> Work to complete
List every line of the records below that contains the string "hardware", copying each such line in full. Case counts when matching.

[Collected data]
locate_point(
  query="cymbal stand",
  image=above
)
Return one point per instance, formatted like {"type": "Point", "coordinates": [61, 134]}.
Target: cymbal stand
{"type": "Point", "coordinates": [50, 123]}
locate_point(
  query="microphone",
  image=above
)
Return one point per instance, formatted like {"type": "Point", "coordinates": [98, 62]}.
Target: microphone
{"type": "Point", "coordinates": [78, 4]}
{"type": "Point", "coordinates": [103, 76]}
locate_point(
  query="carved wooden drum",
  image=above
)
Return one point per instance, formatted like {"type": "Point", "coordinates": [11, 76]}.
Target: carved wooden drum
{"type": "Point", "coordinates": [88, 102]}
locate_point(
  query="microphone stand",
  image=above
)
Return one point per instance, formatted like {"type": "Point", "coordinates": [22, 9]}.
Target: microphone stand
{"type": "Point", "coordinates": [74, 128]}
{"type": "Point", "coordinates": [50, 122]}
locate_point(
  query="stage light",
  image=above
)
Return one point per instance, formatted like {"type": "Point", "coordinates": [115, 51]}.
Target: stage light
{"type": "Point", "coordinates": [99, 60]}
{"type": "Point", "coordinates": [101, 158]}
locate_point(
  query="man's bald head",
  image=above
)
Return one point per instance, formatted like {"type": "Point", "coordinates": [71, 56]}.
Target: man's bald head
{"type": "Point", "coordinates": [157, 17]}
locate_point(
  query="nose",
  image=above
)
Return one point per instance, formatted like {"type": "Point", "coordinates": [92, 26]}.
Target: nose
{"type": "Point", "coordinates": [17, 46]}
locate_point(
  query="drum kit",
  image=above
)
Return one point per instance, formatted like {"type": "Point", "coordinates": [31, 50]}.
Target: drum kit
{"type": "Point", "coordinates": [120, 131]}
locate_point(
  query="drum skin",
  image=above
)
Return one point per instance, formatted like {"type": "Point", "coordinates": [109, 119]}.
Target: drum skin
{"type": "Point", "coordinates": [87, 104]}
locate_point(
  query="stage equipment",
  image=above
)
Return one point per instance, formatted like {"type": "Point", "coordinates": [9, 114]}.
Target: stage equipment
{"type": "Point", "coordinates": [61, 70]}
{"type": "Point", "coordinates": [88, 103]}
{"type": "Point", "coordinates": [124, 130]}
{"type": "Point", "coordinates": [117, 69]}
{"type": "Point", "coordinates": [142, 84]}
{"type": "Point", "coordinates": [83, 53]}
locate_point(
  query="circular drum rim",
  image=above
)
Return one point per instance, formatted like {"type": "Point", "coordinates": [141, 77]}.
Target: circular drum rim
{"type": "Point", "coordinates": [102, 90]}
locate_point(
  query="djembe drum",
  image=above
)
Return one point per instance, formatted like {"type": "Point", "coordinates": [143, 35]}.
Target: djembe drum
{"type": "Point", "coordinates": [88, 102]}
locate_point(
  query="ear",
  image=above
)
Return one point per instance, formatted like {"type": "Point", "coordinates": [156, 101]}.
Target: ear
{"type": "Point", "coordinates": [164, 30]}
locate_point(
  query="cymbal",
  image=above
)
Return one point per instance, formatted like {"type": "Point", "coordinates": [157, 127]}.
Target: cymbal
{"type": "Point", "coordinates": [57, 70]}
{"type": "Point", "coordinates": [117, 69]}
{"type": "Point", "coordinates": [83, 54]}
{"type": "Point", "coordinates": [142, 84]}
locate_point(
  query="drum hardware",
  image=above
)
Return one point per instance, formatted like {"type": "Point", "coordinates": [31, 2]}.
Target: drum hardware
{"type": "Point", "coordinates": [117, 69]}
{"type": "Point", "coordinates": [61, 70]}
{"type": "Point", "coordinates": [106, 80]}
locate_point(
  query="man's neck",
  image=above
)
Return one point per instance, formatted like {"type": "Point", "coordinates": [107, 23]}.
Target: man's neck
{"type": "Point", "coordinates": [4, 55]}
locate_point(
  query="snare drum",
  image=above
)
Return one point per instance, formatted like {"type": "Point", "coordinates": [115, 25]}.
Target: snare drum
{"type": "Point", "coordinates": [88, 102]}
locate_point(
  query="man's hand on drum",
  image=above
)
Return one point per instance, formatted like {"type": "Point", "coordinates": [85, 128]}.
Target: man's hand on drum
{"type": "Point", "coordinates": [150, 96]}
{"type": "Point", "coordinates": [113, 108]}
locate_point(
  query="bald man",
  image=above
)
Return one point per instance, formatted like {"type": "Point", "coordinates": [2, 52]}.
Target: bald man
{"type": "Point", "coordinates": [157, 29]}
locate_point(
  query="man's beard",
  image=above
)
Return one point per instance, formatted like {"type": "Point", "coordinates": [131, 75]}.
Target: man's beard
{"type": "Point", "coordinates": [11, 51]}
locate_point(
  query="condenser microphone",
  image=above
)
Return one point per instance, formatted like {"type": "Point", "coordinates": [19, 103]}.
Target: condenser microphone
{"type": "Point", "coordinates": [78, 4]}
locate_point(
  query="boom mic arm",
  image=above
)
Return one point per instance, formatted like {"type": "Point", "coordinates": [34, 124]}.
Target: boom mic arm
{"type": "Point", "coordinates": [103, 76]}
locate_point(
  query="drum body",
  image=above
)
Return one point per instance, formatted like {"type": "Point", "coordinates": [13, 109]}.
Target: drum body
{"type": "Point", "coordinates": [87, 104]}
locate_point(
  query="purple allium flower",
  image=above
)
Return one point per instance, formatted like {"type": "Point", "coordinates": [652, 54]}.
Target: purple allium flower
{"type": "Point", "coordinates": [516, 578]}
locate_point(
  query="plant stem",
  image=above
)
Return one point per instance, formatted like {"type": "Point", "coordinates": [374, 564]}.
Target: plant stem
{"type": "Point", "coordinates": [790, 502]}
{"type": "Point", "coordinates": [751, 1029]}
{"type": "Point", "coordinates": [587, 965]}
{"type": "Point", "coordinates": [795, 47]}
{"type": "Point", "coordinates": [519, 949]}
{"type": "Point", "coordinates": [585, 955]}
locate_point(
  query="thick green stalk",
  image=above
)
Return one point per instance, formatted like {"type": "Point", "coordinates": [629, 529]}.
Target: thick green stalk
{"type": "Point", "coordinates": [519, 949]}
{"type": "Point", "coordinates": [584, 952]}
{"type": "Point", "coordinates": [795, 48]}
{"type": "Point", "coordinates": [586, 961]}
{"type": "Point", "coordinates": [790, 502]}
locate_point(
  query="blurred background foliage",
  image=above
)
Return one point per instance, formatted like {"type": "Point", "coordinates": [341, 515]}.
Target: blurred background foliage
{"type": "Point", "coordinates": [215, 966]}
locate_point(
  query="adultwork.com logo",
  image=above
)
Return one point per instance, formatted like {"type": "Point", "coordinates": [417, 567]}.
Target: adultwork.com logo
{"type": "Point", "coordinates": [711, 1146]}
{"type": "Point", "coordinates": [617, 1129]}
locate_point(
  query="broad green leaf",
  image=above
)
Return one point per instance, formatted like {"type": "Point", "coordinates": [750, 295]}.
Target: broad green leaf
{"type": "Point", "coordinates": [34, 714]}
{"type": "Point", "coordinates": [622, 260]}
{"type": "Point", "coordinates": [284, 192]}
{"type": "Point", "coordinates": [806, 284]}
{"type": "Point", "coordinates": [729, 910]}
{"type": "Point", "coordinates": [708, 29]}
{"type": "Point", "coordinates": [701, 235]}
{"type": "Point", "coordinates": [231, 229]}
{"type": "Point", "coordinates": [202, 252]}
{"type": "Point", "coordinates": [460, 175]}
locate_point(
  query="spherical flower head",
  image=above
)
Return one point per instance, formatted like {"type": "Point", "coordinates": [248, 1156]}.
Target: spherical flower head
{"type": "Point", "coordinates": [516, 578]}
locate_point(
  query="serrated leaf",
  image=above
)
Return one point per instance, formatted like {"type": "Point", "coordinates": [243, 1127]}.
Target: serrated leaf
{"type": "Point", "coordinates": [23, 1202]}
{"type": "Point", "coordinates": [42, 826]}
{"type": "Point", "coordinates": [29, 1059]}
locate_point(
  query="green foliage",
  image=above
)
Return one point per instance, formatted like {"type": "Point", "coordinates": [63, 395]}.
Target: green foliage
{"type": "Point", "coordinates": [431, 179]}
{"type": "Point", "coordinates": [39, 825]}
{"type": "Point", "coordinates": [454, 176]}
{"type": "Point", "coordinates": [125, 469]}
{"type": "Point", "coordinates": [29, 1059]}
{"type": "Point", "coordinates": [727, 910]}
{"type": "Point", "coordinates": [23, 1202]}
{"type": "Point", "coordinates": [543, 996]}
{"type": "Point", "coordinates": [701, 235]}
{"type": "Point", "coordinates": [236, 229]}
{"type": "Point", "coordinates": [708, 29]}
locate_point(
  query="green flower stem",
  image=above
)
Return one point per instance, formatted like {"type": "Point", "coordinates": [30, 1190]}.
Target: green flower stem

> Solution for this task
  query="drum hardware",
Target: drum hardware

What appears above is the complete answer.